→ **EXERCISE 1**
Extract the passage of the section on genomic methods starting at "It is important" and ending at "in Mexican populations?".
→ **EXERCISE 2**
Write what comes next in the section on genomic methods for studying LP/LNP in Mexican populations, picking up after its final sentence.

───── TEXT SEGMENT ─────

The biological methods used to derive the genetic results of my study will be explained in this section. Here, I will describe the populations I used to derive genomic data and what was done to derive such results. As a reminder, one of the major knowledge gaps addressed in my study was that current literature fails to include 'Mexican populations' when discussing allele frequency (how common LP is based on total population DNA variants).
It is important to understand that whole genome sequencing (WGS) is a method scientists use to read a person's DNA. This allows many scientists to examine genetic differences accoss populations!
KEY TAKEAWAYS
Genomic data from Mexican Mayan speakers from the Bigham Genomic Lab and genomic data for MXL, IBS, and FIN were used for SNP comparative analyses to answer the question: What is the genetic prevalence of LP/LNP in Mexican populations?
Allele frequencies were derived from the Ensembl or computationally coded using Plink 1.9.
In order to fill in the knowledge gap concerning LP/LNP frequency in Mexican populations, four different genomic populations were used. These populations were Mexican Mayan speakers from Mexico, and Mexican Ancestry Populations Living in Los Angeles (MXL), Iberian Population in Spain (IBS), and Finnish (FIN) populations from the 1000 Genome Project. Mexican Mayan-speaking genomic data were derived from the Bigham Laboratory at UCLA.
This was used to identify whether or not Mexican Mayan speakers with higher indigenous ancestry had any similar genetic SNP mutations at known LP/LNP markers, such as MXL, who have a mixed European Spaniard and Indigenous ancestry. In other words, the comparison of genomic allele frequency of Mexican Mayan-speakers and MXL was used to identify if Mexican Mayan-speakers and MXL populations showed similar LP/LNP mutations or to determine patterns of inheritance.
Iberian Peninsula Populations and Finnish populations were also used comparatively against Mexican Mayan-speaking and MXL populations, as a result of European populations historically having higher rates of LP. So, comparing these groups helped examine whether MXL and Mexican Mayan populations have similar genetic patterns to each other and/or to European populations.

───── RECORDED INFORMATION ─────

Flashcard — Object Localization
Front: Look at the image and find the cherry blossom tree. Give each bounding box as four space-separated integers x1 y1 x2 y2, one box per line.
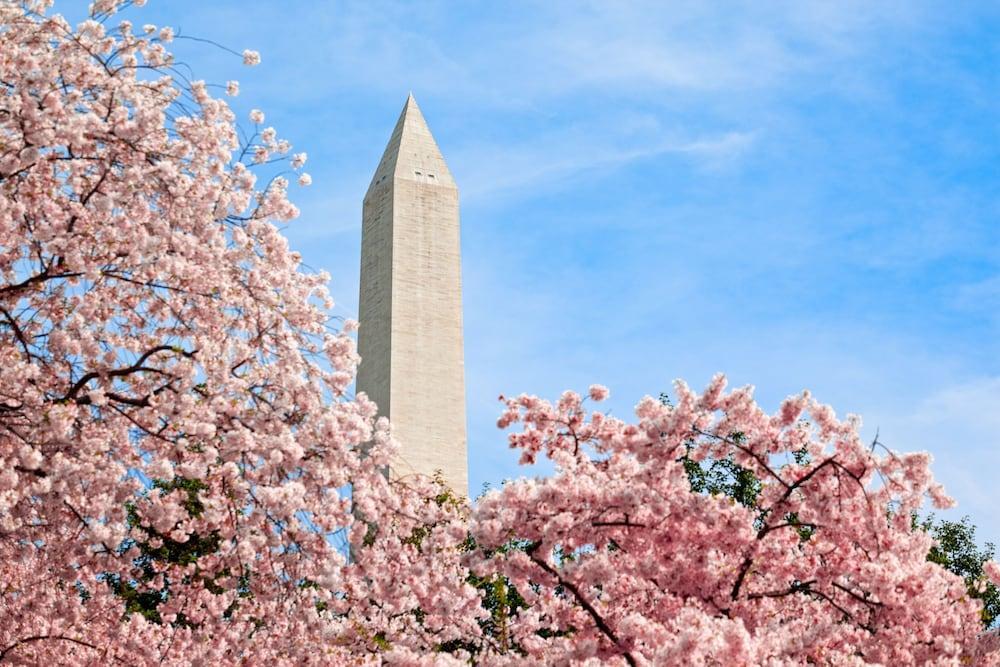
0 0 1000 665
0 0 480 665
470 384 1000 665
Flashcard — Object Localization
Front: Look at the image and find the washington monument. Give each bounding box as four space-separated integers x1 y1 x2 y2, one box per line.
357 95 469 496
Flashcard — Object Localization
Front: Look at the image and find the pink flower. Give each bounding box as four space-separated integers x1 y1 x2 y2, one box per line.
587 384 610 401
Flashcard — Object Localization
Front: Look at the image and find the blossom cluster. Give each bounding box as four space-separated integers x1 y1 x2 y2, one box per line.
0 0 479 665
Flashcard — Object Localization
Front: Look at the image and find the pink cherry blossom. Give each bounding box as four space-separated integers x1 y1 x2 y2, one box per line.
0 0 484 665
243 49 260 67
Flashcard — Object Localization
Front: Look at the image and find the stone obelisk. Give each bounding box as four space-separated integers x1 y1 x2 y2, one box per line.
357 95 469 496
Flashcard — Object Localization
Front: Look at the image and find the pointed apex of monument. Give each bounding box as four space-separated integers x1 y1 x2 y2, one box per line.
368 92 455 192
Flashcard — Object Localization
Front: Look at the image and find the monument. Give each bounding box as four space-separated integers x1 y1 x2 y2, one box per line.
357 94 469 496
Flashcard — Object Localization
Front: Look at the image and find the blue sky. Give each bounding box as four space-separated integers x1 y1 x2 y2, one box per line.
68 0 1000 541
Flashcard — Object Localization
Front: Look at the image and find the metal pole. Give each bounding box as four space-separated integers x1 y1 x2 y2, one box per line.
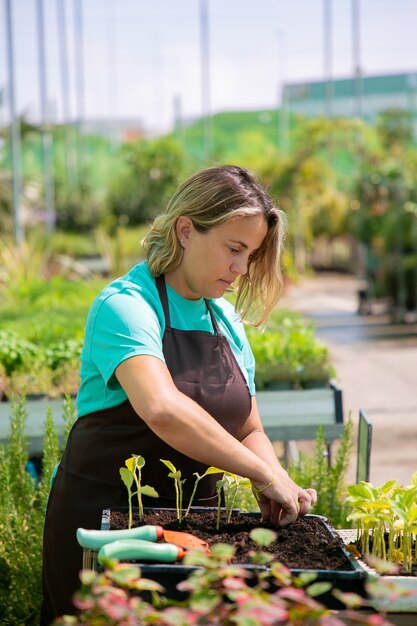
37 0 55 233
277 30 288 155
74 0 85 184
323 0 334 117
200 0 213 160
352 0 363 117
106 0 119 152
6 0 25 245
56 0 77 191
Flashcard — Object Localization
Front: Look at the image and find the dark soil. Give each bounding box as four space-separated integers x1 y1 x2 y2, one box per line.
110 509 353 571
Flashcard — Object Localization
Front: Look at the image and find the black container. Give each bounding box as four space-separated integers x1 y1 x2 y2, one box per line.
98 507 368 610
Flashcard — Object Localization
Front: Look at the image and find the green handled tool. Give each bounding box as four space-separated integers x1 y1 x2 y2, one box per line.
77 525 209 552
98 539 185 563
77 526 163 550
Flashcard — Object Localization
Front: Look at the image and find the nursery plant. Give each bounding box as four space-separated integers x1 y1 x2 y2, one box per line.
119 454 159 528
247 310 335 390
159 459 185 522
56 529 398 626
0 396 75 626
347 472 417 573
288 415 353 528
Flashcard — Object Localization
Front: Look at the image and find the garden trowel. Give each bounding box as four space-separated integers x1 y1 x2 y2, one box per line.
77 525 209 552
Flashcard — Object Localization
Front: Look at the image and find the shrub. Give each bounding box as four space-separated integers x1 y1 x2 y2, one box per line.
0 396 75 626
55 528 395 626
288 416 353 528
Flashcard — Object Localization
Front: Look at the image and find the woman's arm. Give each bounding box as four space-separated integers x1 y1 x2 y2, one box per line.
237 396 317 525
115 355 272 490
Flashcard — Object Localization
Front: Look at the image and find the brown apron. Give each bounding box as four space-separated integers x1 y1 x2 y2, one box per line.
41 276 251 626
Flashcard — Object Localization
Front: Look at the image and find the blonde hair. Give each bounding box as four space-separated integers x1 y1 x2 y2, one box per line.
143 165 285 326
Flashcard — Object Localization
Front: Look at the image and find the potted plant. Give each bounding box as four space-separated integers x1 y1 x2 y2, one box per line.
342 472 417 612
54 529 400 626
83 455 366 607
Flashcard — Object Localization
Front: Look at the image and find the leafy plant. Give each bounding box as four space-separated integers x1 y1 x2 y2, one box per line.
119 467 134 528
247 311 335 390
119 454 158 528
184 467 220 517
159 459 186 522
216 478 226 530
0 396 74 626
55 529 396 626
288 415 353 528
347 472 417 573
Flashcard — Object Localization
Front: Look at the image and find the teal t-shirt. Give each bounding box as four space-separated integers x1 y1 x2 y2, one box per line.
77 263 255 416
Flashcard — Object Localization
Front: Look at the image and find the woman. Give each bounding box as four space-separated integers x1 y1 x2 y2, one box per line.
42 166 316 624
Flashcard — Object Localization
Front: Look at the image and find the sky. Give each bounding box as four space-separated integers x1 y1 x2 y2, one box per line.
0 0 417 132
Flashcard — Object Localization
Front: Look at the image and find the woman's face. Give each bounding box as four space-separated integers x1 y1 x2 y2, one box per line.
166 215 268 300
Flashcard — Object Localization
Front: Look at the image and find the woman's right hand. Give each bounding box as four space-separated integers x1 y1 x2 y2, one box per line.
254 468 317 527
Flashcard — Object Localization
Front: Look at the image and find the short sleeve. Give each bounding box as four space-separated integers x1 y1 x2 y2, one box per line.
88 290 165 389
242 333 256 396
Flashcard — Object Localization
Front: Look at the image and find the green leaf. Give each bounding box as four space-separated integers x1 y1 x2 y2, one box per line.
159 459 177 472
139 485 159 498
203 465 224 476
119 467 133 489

─────

→ **EXERCISE RESPONSE 1**
It is important to understand that whole genome sequencing (WGS) is a method scientists use to read a person's DNA. This allows many scientists to examine genetic differences accoss populations!
KEY TAKEAWAYS
Genomic data from Mexican Mayan speakers from the Bigham Genomic Lab and genomic data for MXL, IBS, and FIN were used for SNP comparative analyses to answer the question: What is the genetic prevalence of LP/LNP in Mexican populations?

→ **EXERCISE RESPONSE 2**
Mayan Speakers
48 Mayan-speaking (Tzeltal, Tzotzil, and Ch’ol)
a recruited in Palenque, Chiapas, Mexico
MXL
64 Mexican individuals living in Los Angeles, California
(from the 1000 Genomes Project)
IBS
107 Iberian Population in Spain individuals (from the 1000 Genomes Project)
FIN
99 Finnish individuals (from the 1000 Genomes Project)
In this study, Mexican Mayan-speaking genomic data at the base/DNA positions 136350481 - 136313666 (known MCM6 gene boundaries) were compared to the same positions in MXL, IBS, and FIN. It is important to note that the Mexican Mayan-speaking genomic data is the framework for the SNPs studied at the positions 136350481 - 136313666. In other words, the Mexican Mayan-speaking genomic data only has SNP (mutational) genomic data--- meaning only SNP data is presented instead of whole genomic/DNA sequencing like those in the Ensembl (1000 Genome Project online database).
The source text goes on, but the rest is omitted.